Extract every line below, verbatim.

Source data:
= = = = = = =

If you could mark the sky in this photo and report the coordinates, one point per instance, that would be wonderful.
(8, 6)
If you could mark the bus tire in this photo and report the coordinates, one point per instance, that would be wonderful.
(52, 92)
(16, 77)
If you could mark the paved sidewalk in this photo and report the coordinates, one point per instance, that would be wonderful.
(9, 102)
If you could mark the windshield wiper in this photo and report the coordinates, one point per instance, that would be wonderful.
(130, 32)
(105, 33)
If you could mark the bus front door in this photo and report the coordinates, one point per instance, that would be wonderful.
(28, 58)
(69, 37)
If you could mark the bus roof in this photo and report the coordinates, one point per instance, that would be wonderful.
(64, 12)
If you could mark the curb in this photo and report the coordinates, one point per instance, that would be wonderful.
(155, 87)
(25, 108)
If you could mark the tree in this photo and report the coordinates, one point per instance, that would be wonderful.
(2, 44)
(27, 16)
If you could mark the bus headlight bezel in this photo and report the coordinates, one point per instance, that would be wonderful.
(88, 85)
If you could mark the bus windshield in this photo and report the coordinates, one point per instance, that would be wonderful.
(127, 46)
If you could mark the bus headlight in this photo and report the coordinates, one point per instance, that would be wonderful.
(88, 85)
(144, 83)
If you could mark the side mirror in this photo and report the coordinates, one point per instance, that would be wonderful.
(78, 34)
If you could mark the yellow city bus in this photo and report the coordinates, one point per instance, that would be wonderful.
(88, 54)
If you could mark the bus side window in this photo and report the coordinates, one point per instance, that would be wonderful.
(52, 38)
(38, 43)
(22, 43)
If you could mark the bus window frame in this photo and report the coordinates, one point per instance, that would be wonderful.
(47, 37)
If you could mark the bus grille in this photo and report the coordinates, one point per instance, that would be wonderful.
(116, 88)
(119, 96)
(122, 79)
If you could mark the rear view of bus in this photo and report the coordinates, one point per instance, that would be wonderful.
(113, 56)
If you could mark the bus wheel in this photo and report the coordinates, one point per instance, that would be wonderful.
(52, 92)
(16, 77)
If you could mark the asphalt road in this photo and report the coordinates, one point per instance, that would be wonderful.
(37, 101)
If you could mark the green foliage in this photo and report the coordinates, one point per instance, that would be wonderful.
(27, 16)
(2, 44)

= = = = = = =

Task output –
If you could mark the sky in this photo and report the coordinates, one point per instance, that would be wonderful.
(8, 6)
If you could mark the bus tire in this photo and report the coordinates, one point per instance, that would be wonderful.
(52, 92)
(16, 77)
If you could mark the paved sidewalk in this photo and report the coordinates, one point per instance, that would be wonderful.
(9, 102)
If you could mark the windshield wiper in this photo and report the coordinates, one point per instance, that would be wonderful.
(130, 32)
(105, 33)
If you could mark the bus front door in this photo and report the coordinates, one point per instance, that would be wonderful.
(28, 58)
(69, 37)
If you could mark the bus roof in this photo and report the coordinates, one point per instance, that would be wonderful.
(64, 12)
If you could mark the curb in this photo and report the coordinates, one point per instance, that would be wonderful.
(155, 87)
(25, 108)
If you could mark the tree in this photo and report the coordinates, one point per instance, that would be wonderful.
(2, 44)
(27, 16)
If you could mark the bus headlight bezel in this photo and report the coordinates, one point per instance, that would be wonderful.
(88, 85)
If you could mark the bus windshield in this photo and report the coordinates, one point per instance, that would be wonderful.
(127, 46)
If you could mark the bus headlight in this photo and report the coordinates, one point per instance, that would be wonderful.
(88, 85)
(144, 83)
If you could mark the side mirror in this photo and report the coordinates, one point per instance, that would be wonderful.
(78, 34)
If you could mark the yellow city bus in this photo and report the coordinates, one point per instance, that would be wonderful.
(88, 54)
If you could mark the bus side window in this photo and report the coordinates, one point per instance, that would be wonderful.
(52, 38)
(38, 43)
(22, 43)
If you could mark the bus window frame in this photo and report the coordinates, one point per instance, that would be wonderful.
(47, 37)
If you could mark the bus grille in this photo and report the coordinates, one point per instance, that would be wonderful.
(116, 88)
(119, 96)
(122, 79)
If you could mark the rear view of bus in this photo and report the coordinates, one point per instance, that would be wonderful.
(113, 56)
If you could mark the bus wheel in this photo and report the coordinates, one point per instance, that would be wonderful.
(52, 92)
(16, 77)
If you could mark the asphalt road in this photo and report the coordinates, one point per instance, that would be wonderful.
(37, 101)
If you could mark the green foliage in this photo and report the coordinates, one point per instance, that would be wonderful.
(27, 16)
(2, 44)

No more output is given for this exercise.